BEGIN Excerpted data

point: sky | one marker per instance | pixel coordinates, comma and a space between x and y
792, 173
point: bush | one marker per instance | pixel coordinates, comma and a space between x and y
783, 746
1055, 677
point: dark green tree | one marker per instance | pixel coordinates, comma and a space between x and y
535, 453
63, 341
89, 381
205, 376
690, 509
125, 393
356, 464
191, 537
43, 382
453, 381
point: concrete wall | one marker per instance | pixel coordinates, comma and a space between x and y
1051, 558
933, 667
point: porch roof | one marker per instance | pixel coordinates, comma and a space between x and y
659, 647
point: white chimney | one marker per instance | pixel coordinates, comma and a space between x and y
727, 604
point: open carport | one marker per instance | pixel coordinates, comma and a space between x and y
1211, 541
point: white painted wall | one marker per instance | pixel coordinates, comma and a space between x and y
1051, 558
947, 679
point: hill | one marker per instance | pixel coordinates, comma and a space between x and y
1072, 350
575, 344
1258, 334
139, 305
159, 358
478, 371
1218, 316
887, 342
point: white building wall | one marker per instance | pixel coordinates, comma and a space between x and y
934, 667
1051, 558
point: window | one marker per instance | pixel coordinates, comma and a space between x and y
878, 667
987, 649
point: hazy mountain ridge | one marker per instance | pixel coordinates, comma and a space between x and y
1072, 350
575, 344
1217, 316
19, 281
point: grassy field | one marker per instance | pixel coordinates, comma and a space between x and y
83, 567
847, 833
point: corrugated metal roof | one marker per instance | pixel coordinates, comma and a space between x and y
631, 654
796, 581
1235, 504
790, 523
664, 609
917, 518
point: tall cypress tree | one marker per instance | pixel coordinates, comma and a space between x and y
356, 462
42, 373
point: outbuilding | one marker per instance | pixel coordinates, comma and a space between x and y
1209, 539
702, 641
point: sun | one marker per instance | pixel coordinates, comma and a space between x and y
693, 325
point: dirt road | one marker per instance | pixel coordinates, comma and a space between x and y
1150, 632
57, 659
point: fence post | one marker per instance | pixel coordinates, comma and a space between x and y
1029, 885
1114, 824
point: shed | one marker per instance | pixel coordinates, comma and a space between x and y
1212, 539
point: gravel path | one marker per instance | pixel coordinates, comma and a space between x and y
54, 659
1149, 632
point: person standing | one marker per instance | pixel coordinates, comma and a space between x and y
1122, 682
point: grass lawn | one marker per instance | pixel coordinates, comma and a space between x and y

END Excerpted data

What you need to do: The expected result is every record above, duplicated exactly.

Solution to this problem:
point: sky | one marker per instance | pixel coordinates, comma and a space between x and y
792, 173
point: bush | one marker per instance | pixel coordinates, comma and a space between x and y
783, 746
1055, 677
point: dark green tree | one marker per instance | pixel coordinates, comma and a space between x and y
535, 453
63, 341
89, 381
205, 376
690, 509
125, 393
356, 464
191, 537
43, 382
453, 381
point: concrete wall | one marker per instance | pixel coordinates, comma and a space between x and y
1051, 558
933, 667
point: porch roof | one marker per instance | pixel coordinates, comma and a space between x and y
659, 647
point: white chimney | one marker per instance | pixel coordinates, comma and a space between x and y
727, 604
point: open carport | one marker per instance | pixel coordinates, comma and a space between x and y
1211, 541
point: white painted wall | one marker per instance | pixel coordinates, comma and a space between x and y
1051, 558
947, 679
point: hill | one marker per instance | pixel coordinates, comma and a space between x and y
1072, 350
575, 344
1258, 334
139, 305
159, 358
478, 371
1218, 316
887, 342
point: white building wall | one marker per instance | pixel coordinates, comma and a space between x and y
934, 667
1051, 558
point: window | one marker per instance | pixel coordinates, comma and a space between x and y
878, 667
987, 649
point: hazy mountain ridge | one marker per instance | pixel coordinates, comma and a space between x and y
1072, 350
575, 344
1217, 316
19, 281
point: grassy field | one marker per instance | pixel coordinates, comma and a space between x and y
83, 567
847, 833
point: corrugated metal roof | one marker per instance | pixel coordinates, comma and a space between x and y
631, 654
796, 581
1235, 504
790, 523
664, 609
917, 518
point: tall cypress tree | one marker per instance | pixel coordinates, comma and a space between x and y
356, 462
42, 373
point: outbuilding | one marker per instance | pixel coordinates, comma and a space between x and y
1209, 539
702, 641
point: sun | one marker per instance | pixel coordinates, comma and a space between x and y
693, 325
point: dirt road | one marker per instance | pixel coordinates, comma and a space between x and y
1150, 632
57, 659
point: fence post | one marker per instance | pixel coordinates, comma and a space between x and y
1029, 885
1114, 824
point: shed | one marker per instance | pixel coordinates, comma and a space between x and y
1212, 539
point: gravel path | one marker per instance | pixel coordinates, comma and a space between x and y
54, 659
1149, 632
point: person standing | one marker per instance | pixel coordinates, comma and a space between x and y
1122, 682
point: grass lawn | one marker per instance | pixel coordinates, comma and a space between x and y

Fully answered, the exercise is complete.